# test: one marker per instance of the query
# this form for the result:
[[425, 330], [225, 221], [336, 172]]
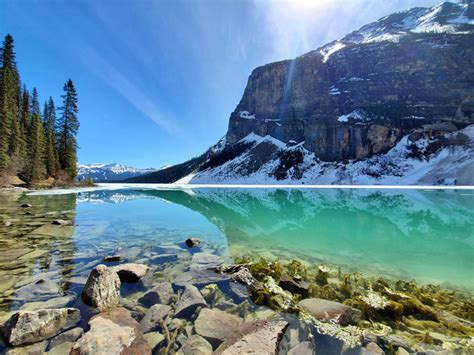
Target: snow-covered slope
[[411, 161], [109, 172]]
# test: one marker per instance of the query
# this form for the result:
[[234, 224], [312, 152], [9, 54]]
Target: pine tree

### Aim of the task
Convert the entries above into a JSON list of strings, one string per line, leaving out blank lines and the pictures.

### Result of this exercise
[
  "# test: one marker per instance of the query",
  "# this form for the result:",
  "[[425, 330], [225, 221], [336, 172]]",
  "Target: snow-covered slope",
  "[[411, 161], [109, 172]]",
  "# test: one marker per instance of the query",
  "# this form for the result:",
  "[[234, 224], [312, 152], [9, 54]]",
  "Target: pine tree"
]